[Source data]
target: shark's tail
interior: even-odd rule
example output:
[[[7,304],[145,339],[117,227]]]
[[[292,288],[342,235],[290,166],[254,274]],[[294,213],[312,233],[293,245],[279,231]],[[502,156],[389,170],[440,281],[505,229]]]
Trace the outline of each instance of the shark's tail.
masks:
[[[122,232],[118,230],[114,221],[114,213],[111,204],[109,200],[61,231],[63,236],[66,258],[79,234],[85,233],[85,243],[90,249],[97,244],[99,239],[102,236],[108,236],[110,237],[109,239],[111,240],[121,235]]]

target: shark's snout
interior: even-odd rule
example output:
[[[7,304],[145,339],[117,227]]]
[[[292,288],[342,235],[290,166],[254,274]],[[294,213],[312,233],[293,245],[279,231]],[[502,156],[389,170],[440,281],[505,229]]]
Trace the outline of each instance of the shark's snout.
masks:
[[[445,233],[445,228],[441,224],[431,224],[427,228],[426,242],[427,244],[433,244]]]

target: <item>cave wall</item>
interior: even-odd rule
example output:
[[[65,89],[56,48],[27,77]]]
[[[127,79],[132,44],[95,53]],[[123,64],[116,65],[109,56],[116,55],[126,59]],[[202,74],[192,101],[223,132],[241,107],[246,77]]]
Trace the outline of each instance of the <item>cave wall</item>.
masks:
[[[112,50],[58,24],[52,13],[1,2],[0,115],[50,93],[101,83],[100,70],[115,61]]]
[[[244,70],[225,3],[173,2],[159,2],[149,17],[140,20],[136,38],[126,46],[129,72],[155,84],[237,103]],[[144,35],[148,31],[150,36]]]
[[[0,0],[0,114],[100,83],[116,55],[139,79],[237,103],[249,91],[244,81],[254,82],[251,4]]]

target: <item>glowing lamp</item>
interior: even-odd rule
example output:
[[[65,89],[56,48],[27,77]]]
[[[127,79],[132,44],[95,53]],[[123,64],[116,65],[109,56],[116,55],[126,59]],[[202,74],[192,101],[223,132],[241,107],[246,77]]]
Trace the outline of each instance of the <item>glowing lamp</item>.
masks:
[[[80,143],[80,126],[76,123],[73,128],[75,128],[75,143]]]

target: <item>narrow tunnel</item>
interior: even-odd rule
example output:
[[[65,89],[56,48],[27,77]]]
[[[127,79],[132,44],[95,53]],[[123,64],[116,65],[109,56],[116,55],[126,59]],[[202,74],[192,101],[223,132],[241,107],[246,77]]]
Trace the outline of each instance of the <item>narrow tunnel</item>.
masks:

■ **Exercise directions**
Rewrite every line, starting at the line that contains "target: shark's snout" and ending with the last line of the records. Raise each outline coordinate in the answers by 47, and leave every other line unchanged.

■ **Complete answer**
target: shark's snout
interior: even-odd rule
example output:
[[[7,304],[145,339],[117,227]]]
[[[292,288],[342,235],[290,166],[254,274]],[[294,213],[312,233],[293,245],[279,231]],[[502,156],[389,170],[440,281],[505,229]]]
Trace the outline of each instance of the shark's snout.
masks:
[[[492,280],[492,275],[488,271],[478,271],[474,275],[473,289],[474,291],[480,291]]]

target: <item>cave wall</item>
interior: even-odd rule
example output:
[[[65,89],[56,48],[27,77]]]
[[[127,79],[132,44],[95,53]],[[123,64],[116,65],[109,56],[116,55],[126,59]],[[202,74],[192,101],[223,132],[241,107],[246,77]]]
Trace the outline of each instance of the <item>cave wall</item>.
masks:
[[[159,97],[105,71],[99,60],[48,49],[47,162],[97,140],[148,130],[147,117],[162,108]]]
[[[291,117],[272,50],[220,49],[206,49],[196,64],[187,67],[183,85],[173,93],[176,119],[202,131],[284,150]],[[191,82],[195,78],[197,83]]]
[[[47,47],[47,161],[147,130],[163,102],[186,126],[284,150],[296,138],[291,128],[301,129],[298,51]]]

target: <item>glowing lamp</item>
interior: even-odd rule
example output:
[[[65,89],[56,48],[27,77]]]
[[[127,79],[132,44],[95,53]],[[123,64],[116,65],[109,56],[116,55],[126,59]],[[202,74],[192,101],[223,132],[241,107],[246,77]]]
Trace the outline of each instance of the <item>glowing lamp</item>.
masks:
[[[127,190],[127,173],[123,170],[120,175],[122,175],[122,190]]]

target: <item>narrow tunnel</item>
interior: even-odd rule
example output:
[[[65,89],[56,48],[27,77]]]
[[[127,79],[132,44],[95,53]],[[123,64],[116,65],[109,56],[116,55],[126,59]],[[202,74],[192,101],[223,132],[241,107],[246,77]]]
Trace the outline of each instance of the <item>narrow tunnel</item>.
masks:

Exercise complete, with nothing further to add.